Quoted passage:
(begin)

Based on these two values of the sum of squared residuals, which of these two models do you think is “better”, and hence which would you select?
model_price_2 that uses log10_size and bedrooms?model_price_4 that uses log10_size and waterfront?Since model_price_4’s value was 599, select this one. Given the choice of just these two models, the evidence suggests using size and waterfront yield a better fit, so you should choose this one!
Now that you’ve reviewed the sum of squared residuals with an eye towards model assessment and selection, let’s learn about another measure of a model’s fit: the widely known R-squared.
\[ R^2 = 1 - \frac{\text{Var(residuals)}}{\text{Var}(y)} \] R-squared is another numerical summary of how well a model fits points. It is 1 minus the variance of the residuals over the variance of the outcome variable. If you’ve never heard of a variance, it’s another measure of variability/spread and its the standard deviation squared. Instead of focusing on the formula however, let’s first focus on the intuition: While the sum of squared residuals is unbounded, meaning there is no theoretical upper limit to its value, R-squared is standardized to be between 0 and 1. Unlike the sum of squared residuals where smaller values indicate better fit, larger values of R-squared indicate better fit. So 1 indicates perfect fit, and 0 indicates perfect lack of fit, in other words no relationship between the outcome and explanatory/predictor variables. Let’s explore these ideas visually.
Let’s revisit basic regression with one numerical variable and consider a set of points with a perfectly linear relationship. In other words, the points fall perfectly on a line. Recall residuals are the vertical distances between the observed values, here the black points, and the corresponding fitted/predicted values on the blue regression line. Here, the residuals are all invariably 0. Thus the variance, or variation, of the residuals is 0, and thus \(R^2\) is equal to \(1-0\), which is 1.
Now the points don’t fit tightly on a line, but rather exhibit a large amount of scatter. Unlike the previous example, there are now varying residuals, thus the numerator is greater than zero, so R-squared will be smaller. Note that it is a mathematical fact that the variance of y is greater than or equal to the variance of the residuals, guaranteeing that R-squared is between 0 and 1.
Using this fact, the numerical interpretation of R-squared is as follows: it is the proportion of the total variation in the outcome variable y that the model explains. Our models attempt to explain the variation in house prices. For example, what makes certain houses expensive and others not? The question is, how much of this variation can our models explain? If it’s 100%, then our model explains everything! If its 0%, then our model has no explanatory power.
Let’s compute the R-squared statistic for both models we saw in the last Chapter.
# Model 1: price as a function of size and year built
get_regression_points(model_price_1) %>%
summarise(r_squared = 1 - var(residual)/var(log10_price)) %>%
kable(digits = 2,
align = "l",
caption = "R-Squared Value for Model 1")
| r_squared |
|---|
| 0.48 |
In both cases, the outcome variable \(y\) is the observed log10_price. For Model 1, which used log10_size and yr_built, the \(R^2\) is 0.483 or 48.3%. So you can explain about half the total variation in house prices using Model 1.
# Model 3: price as a function of size and condition
get_regression_points(model_price_3) %>%
summarise(r_squared = 1 - var(residual)/var(log10_price)) %>%
kable(digits = 2,
align = "l",
caption = "R-Squared Value for Model 3")

(end)

To do:
A - Return the part of the R-squared passage starting at "Now that you’ve" and ending at "widely known R-squared.", copied word for word.
B - Answer these questions from the R-squared passage, one per line:
(i) What value of R-squared indicates perfect fit?
(ii) Which two variables did Model 1 use?
(iii) What is the R-squared for Model 1, given as a percentage?

Recorded data:

(begin)

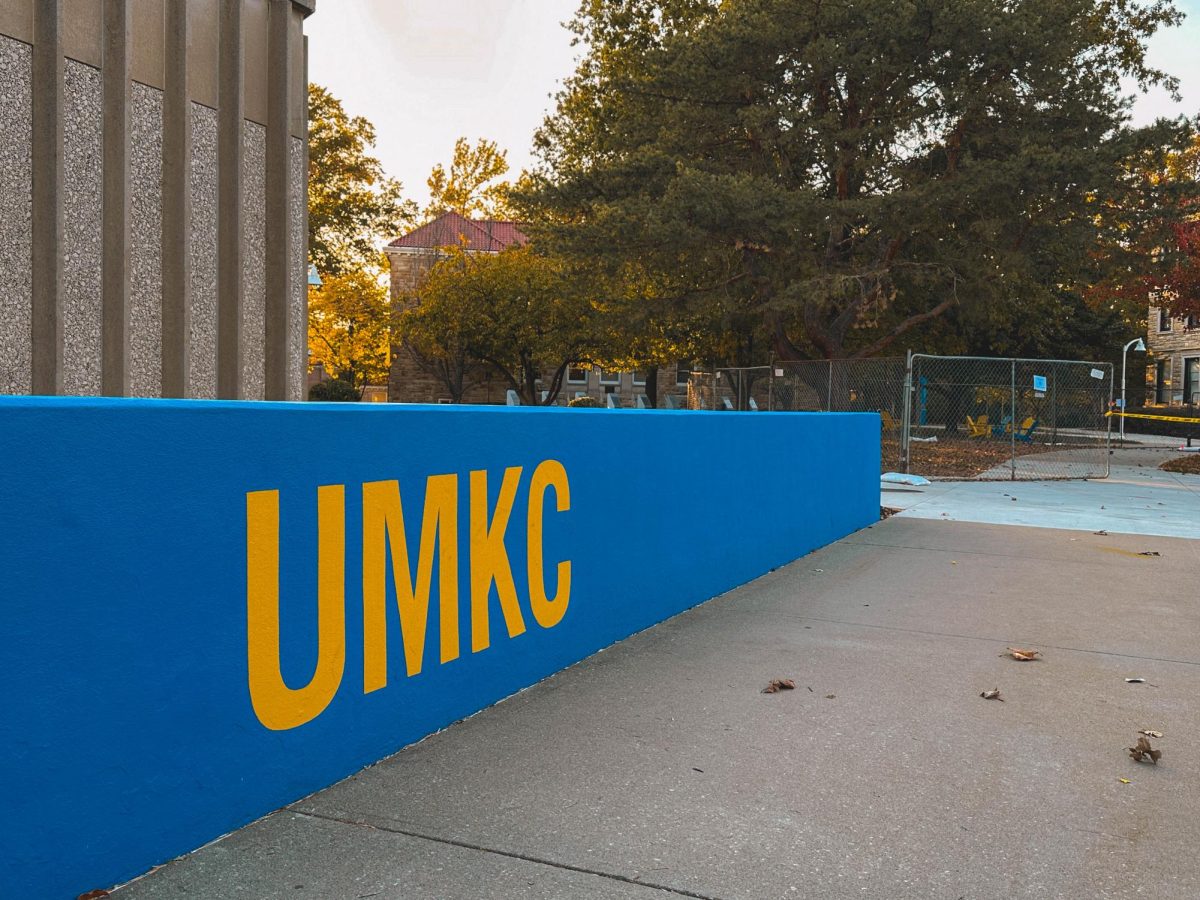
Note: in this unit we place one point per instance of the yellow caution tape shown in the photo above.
(1157, 418)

(end)

Outputs in order:
A -
Now that you’ve reviewed the sum of squared residuals with an eye towards model assessment and selection, let’s learn about another measure of a model’s fit: the widely known R-squared.

B -
(i) 1
(ii) log10_size and yr_built
(iii) 48.3%